#### Work to be completed:
Tell me, please, how many lines in the records below include the word "dishwasher". Give no more than the number.

#### Data for review:
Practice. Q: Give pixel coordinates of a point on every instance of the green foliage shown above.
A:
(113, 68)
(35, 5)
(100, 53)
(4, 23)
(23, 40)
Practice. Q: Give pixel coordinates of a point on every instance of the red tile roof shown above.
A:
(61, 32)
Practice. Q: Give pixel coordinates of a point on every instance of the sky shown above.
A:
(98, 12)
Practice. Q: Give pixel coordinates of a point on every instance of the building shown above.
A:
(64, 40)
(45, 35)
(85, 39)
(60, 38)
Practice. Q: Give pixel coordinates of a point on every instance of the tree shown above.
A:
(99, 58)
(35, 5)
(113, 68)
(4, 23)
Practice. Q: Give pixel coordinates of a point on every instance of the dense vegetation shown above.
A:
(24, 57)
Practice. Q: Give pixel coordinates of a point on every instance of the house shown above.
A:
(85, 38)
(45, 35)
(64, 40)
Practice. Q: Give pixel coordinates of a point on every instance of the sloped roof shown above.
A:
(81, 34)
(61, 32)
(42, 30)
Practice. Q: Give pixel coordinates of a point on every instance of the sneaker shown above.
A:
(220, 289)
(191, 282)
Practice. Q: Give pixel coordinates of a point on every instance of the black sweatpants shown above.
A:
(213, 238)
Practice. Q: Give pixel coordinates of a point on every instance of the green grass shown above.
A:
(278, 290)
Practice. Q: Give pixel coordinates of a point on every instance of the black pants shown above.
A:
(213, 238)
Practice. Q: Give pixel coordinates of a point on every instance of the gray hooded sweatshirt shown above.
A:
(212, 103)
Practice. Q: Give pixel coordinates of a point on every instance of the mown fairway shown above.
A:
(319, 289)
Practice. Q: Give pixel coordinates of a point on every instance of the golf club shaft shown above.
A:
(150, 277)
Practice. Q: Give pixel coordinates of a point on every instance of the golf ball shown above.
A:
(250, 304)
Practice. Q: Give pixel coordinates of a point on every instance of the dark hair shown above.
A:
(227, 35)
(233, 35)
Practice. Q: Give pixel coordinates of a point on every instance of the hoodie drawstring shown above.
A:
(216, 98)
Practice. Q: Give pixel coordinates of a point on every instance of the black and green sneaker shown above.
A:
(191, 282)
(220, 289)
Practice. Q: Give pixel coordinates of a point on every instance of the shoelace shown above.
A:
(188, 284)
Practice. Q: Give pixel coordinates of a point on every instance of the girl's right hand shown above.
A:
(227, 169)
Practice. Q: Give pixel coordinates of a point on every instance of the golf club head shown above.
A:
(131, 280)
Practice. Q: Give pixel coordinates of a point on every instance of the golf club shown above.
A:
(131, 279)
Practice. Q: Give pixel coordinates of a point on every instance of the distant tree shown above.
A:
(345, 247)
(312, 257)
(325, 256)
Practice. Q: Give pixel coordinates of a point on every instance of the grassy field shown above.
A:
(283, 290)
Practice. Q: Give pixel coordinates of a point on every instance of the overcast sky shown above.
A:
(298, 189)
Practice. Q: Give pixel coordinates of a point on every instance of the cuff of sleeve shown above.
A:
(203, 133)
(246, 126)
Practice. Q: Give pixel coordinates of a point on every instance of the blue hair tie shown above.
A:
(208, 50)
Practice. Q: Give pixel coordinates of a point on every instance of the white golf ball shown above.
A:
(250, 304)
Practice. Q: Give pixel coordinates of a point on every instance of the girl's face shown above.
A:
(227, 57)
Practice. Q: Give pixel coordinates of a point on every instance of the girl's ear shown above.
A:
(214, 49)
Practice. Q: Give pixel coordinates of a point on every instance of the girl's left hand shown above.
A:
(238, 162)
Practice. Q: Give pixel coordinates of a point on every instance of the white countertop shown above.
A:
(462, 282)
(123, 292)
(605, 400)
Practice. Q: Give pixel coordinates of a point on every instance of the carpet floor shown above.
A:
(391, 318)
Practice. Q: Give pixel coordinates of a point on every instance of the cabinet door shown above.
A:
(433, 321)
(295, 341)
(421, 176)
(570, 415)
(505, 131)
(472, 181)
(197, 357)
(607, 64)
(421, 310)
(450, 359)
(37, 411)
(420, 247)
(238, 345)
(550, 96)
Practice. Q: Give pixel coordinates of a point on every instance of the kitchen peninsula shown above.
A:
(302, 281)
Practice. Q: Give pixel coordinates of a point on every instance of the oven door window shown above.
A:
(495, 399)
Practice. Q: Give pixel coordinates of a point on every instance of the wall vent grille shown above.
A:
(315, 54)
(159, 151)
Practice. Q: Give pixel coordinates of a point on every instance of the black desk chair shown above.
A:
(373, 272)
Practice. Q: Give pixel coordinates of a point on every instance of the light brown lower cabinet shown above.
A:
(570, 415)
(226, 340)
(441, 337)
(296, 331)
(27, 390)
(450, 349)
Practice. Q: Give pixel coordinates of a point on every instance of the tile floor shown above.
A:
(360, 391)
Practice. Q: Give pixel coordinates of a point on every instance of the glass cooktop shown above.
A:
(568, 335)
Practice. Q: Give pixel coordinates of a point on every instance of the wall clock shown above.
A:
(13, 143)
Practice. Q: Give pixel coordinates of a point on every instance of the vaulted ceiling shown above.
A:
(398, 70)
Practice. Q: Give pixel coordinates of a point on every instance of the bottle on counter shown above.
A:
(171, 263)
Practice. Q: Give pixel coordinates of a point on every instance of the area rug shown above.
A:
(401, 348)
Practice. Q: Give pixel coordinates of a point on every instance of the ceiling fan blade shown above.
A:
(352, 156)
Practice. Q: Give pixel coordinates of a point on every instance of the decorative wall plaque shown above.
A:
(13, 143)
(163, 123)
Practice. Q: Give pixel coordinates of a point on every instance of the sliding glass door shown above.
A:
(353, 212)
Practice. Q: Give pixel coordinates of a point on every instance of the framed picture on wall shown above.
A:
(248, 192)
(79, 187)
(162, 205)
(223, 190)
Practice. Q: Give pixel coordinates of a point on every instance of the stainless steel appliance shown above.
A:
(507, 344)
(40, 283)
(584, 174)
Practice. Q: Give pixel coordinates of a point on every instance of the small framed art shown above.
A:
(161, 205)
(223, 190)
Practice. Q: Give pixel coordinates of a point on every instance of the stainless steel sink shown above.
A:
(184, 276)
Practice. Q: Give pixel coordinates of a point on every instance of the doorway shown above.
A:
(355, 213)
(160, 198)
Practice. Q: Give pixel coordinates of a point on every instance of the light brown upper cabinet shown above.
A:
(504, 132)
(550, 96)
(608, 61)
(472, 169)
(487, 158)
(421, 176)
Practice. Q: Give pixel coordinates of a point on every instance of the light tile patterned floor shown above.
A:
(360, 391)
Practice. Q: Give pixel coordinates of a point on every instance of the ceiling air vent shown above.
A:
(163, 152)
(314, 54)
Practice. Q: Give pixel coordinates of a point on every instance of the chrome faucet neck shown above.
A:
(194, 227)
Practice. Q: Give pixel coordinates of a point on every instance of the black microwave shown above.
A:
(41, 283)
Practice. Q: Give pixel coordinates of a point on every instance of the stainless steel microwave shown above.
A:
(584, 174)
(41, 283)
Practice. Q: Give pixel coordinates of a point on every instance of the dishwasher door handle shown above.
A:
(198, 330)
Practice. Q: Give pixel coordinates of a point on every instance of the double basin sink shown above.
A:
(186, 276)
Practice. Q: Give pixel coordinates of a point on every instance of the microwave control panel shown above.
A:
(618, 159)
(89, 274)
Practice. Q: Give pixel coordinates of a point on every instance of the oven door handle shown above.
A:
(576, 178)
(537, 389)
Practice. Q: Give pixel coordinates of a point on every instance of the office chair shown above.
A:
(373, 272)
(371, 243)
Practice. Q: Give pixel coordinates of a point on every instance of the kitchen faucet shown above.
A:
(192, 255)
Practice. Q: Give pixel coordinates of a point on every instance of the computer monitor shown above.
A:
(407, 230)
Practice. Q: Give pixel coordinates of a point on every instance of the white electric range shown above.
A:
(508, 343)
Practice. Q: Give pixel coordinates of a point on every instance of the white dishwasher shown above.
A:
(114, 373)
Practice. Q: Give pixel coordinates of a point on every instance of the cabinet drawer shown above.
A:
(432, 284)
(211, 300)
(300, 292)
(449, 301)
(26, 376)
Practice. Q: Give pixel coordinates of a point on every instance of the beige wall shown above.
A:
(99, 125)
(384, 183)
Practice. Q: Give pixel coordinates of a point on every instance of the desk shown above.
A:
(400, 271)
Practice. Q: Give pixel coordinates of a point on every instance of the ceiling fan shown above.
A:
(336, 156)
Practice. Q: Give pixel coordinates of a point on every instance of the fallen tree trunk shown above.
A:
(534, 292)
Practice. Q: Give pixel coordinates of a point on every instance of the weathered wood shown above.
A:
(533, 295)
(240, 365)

#### Result of the exercise:
2